■ Prompt
When you reach the line containing "point | one per instance, a dot on the white railing" in the entries below, begin reproducing lines exactly, and stop once the line containing "point | one per instance, a dot on the white cloud" is done.

Natural language region descriptions:
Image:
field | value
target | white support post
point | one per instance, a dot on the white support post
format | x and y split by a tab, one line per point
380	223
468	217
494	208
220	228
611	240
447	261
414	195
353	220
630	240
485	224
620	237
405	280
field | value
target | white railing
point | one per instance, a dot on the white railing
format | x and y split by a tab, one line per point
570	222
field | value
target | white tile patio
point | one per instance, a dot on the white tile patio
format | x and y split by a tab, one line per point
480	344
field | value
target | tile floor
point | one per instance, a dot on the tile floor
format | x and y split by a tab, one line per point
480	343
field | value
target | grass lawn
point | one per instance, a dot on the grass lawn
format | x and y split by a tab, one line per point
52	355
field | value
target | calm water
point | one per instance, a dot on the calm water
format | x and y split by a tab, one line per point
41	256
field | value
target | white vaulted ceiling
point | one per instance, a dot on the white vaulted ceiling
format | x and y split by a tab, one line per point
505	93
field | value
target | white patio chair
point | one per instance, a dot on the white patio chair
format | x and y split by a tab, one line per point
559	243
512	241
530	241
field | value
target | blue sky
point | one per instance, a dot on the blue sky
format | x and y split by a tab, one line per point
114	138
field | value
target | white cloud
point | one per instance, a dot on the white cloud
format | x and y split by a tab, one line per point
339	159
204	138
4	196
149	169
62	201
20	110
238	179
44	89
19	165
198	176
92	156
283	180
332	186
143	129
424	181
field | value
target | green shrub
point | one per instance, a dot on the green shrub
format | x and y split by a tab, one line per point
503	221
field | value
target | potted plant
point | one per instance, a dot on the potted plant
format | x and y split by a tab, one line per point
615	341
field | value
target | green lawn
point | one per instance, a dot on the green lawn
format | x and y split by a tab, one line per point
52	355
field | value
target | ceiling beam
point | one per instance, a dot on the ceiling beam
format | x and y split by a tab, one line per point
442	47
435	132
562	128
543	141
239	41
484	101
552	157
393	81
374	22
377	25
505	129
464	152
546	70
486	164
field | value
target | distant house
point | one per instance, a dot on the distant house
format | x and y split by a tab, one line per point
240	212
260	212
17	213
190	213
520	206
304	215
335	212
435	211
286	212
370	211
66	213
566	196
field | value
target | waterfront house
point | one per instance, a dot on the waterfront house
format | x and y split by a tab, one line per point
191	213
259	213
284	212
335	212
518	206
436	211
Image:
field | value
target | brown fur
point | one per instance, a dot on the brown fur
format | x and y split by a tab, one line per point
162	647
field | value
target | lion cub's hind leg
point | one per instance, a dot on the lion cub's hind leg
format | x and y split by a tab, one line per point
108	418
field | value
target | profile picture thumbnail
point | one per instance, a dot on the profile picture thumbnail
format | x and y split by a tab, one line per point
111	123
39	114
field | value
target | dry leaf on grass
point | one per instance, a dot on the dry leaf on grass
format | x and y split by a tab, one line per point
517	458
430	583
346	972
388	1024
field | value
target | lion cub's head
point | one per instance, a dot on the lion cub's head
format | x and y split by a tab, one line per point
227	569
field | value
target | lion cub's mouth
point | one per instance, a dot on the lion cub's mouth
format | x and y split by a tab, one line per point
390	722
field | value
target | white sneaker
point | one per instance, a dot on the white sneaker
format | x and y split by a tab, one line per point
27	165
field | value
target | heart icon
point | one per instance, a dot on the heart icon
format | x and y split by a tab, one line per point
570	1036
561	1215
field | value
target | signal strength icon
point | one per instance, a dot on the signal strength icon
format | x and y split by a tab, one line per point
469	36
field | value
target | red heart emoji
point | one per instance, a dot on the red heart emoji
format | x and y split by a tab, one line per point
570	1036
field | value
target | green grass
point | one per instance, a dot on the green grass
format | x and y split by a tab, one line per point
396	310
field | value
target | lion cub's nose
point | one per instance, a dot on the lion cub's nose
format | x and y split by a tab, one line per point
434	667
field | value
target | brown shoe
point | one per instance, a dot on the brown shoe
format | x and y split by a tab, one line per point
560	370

■ Written answer
point | one per instance, a dot on the white railing
format | x and y split by a tab, one line per point
570	222
field | value
target | white tile patio
point | one per instance, a dot on the white tile patio
format | x and y split by a tab, one line per point
480	344
field | value
target | tile floor
point | one per instance, a dot on the tile floor
format | x and y split by a tab, one line per point
480	343
field | value
target | grass lawn
point | one per instance, a dot on the grass lawn
format | x and y split by a tab, one line per point
52	355
field | value
target | calm water
point | one per instance, a dot on the calm water
format | x and y split by a tab, one line per point
41	256
field | value
target | white vaulted ceiling
point | one per instance, a dot on the white vaulted ceiling
format | x and y split by a tab, one line per point
505	93
field | value
target | white patio chair
point | one per instance, a dot on the white patio chair
format | x and y split by a tab, one line per point
559	243
512	241
530	241
field | value
target | blue sky
point | one per instance, a dot on the blue sky
format | x and y split by a tab, one line per point
114	138
field | value
target | white cloud
point | one per instance, a dot on the white cloud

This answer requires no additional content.